**Task details:**
Return the lines of the material from its start up to and including the line with "[[[255,0],[2,0],[0,68],[255,68]]]", copied character for character and leaving out the picture.

-- -- --

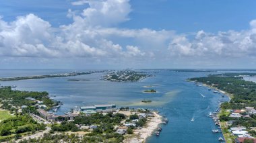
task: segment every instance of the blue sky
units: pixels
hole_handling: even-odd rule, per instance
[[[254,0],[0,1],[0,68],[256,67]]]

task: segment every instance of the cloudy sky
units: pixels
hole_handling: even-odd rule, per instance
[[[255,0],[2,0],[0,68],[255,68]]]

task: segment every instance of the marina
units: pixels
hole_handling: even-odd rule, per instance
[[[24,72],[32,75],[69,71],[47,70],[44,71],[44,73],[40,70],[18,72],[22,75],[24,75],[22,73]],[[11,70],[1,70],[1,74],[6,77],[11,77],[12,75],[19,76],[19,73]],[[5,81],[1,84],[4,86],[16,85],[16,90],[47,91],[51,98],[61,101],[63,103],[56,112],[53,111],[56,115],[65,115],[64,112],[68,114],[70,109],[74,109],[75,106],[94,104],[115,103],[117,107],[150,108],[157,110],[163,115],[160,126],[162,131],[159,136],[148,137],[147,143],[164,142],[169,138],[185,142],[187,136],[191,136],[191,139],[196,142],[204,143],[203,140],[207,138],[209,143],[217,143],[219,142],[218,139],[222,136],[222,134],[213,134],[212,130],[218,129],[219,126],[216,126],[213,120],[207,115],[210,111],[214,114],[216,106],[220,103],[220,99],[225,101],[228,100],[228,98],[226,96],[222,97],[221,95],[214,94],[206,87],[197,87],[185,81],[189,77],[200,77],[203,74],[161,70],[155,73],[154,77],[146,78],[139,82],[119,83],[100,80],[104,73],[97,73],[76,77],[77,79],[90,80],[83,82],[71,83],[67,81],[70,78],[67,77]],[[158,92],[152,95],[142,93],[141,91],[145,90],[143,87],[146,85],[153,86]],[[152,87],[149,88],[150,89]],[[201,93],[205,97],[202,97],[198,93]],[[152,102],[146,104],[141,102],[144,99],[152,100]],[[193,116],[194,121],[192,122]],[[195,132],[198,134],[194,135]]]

-- -- --

**Full response:**
task: segment every instance of the blue sky
units: pixels
hole_handling: even-odd rule, per instance
[[[254,0],[0,1],[0,68],[256,67]]]

task: segment every instance of the cloudy sky
units: pixels
hole_handling: even-odd rule, per instance
[[[255,0],[2,0],[0,68],[255,68]]]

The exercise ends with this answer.